══ RECORDS FOR THE EXERCISE
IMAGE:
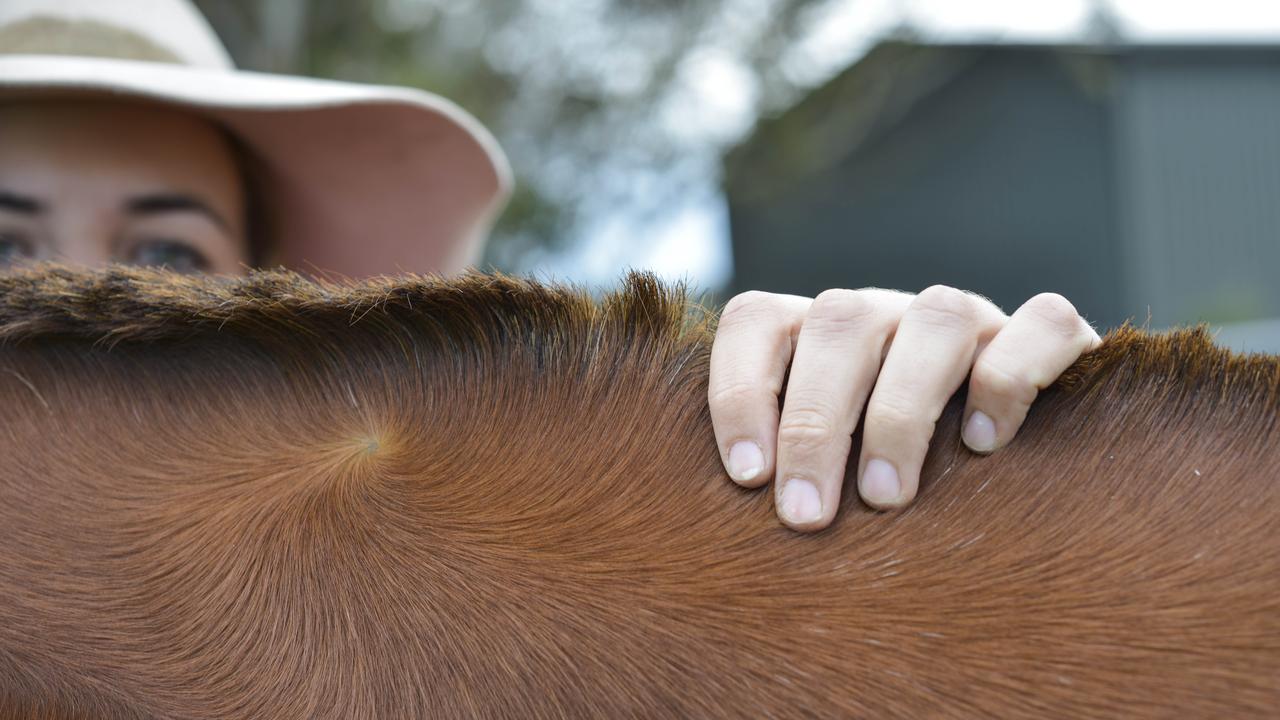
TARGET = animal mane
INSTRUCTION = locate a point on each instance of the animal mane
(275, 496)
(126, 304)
════
══ RECORDS FOR THE EXERCISE
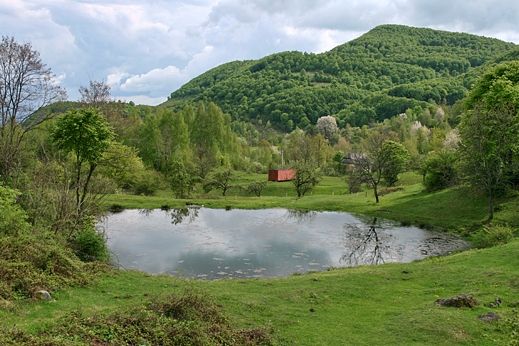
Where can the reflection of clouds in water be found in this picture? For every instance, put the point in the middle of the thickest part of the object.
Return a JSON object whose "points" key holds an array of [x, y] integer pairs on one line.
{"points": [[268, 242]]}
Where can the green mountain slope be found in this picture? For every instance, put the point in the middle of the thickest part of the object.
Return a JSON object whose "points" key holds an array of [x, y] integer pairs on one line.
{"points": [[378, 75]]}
════
If a line in the entries above has the word "Where", copy it.

COMPLETED TASK:
Where can the reflection of clouds in water be found in this picture? For every instance, put the point in the middle of the thickest part of the object.
Where can the green mountain slope be found in this picture? For every instance, put the point in the middle of the thickest part of the object.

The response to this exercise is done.